E. Jean Carroll Testifies: Donald Trump's Rape and Defamation Trial
Writer E. Jean Carroll spent two days on the witness stand in a Federal Court House in New York this past week. The civil case does not mandate that the accused, Donald Trump, be present during the trial. But he did post comments on social media.
Carroll has accused the former president of rape and defamation.
This follow-up episode focuses on the trial and Carroll’s two days on the witness stand.
Please note that there are graphic sexual descriptions in this episode. Please don’t listen if you feel it might trigger. If you are a victim of sexual violence, please seek help.
Listen To The Podcast - Posted on Friday, April 28, 2023
E. Jean Carroll v. Trump The Rape and Defamation Trial
“I’m here because Trump raped me.” Those are the words of writer E. Jean Carroll, in a New York Federal courtroom on Wednesday, April 26.
The writer and very brave woman spent two days on the witness stand.
Explosive, painful testimony in the E. Jean Carroll v. Trump Rape and Defamation Trial.
This post and podcast is an update you on the civil trial involving our ex-president. Thanks to the brave actions of brilliant writer E. Jean Carroll, Trump may eventually be held accountable for his alleged assault on Carroll. And in a small way, it may help other women who have also allegedly been assaulted by Donald Trump.
Assaults, by the way, he bragged about in an Access Hollywood Tape.
This, as I said, is just an update; if you want more information on this case, you can listen to my other podcast episode.
The trial Started on Tuesday, April 25, with Jury Selection. The attorneys gave opening arguments,
Because this is a civil trial, Trump does not have to attend. Trump has denied all the charges.
※
## Requirement
Continue the post on the E. Jean Carroll trial from its last sentence. The entries aren't needed for this.
※
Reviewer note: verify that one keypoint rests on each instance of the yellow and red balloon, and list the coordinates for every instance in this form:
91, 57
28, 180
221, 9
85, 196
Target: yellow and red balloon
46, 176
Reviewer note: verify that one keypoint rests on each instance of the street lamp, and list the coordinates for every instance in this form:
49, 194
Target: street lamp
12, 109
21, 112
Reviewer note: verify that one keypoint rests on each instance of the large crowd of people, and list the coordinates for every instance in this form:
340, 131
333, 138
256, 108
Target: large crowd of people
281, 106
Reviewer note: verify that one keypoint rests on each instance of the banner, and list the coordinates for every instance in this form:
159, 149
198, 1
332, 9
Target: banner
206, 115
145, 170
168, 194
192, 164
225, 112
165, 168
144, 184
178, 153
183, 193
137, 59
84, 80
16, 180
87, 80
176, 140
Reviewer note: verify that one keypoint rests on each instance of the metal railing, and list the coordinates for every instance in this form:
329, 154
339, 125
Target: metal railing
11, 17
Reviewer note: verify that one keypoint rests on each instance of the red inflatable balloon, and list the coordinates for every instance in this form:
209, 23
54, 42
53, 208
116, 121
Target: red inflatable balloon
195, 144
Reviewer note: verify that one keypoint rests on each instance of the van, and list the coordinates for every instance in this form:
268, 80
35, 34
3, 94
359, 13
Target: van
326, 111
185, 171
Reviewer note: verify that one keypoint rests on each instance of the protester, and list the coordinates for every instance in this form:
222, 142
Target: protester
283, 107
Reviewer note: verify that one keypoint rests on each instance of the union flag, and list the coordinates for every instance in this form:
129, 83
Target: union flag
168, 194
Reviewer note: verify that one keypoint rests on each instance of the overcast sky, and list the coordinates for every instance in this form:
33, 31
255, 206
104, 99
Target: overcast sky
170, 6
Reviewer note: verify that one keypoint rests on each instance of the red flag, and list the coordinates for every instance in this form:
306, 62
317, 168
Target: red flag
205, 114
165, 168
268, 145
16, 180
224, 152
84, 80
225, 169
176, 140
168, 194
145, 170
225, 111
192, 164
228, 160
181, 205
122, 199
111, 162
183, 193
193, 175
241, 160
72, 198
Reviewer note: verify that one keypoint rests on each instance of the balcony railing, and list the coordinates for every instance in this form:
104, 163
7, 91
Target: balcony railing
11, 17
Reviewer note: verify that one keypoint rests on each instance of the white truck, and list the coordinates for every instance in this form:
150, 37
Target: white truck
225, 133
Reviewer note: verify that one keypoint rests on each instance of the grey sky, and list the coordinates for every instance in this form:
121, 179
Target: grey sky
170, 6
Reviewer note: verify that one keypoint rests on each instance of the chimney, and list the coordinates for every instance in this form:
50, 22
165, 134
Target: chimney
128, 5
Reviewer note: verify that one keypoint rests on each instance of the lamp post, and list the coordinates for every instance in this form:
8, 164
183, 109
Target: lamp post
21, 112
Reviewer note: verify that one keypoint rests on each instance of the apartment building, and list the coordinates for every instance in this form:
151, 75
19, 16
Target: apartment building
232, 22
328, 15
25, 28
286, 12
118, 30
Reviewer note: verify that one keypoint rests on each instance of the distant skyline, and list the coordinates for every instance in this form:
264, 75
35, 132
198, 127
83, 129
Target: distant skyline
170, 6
※
## Response to the task
Wednesday morning. Trump – the coward wrote two posts on social media, attacking E. Jean Carroll, and calling the trial a scam and a witch hunt. In the second post he mentioned Carroll age, and he went into some of the details that are coming out in the Trial. So hes too cowardly to show up in court. He attack her in the comfort of his home.
E. Jean Carroll wakes up on the day she is going t testify and she is being attacked on social media. Being called an old hag, et. Etc.
Wednesday Morning before Judge Kaplan suggested to Trump lawyer Joseph Tacopina that the former president could risk being sued or having sanctions imposed for the Truth Social posts he issued Wednesday morning.
“We are getting into in area in which your client could face a new liability and I think you know what I mean,” Kaplan said.
Writer E. Jean Carroll took the witness stand for her lawsuit against former President Donald Trump on Wednesday, telling jurors: “I’m here because Trump raped me.”
Again a warning.
These are quotes.
Trump then “shut the door and shoved me against the wall,” Carroll said. “I pushed him back, and he thrust me back against the wall, banging my head.”
“He put his shoulder against me and held me against wall,” she testified. Carroll broke down in tears as she recalled Trump’s penetrating her.
“I couldn’t see anything was happening, but I could certainly feel that pain,” she said.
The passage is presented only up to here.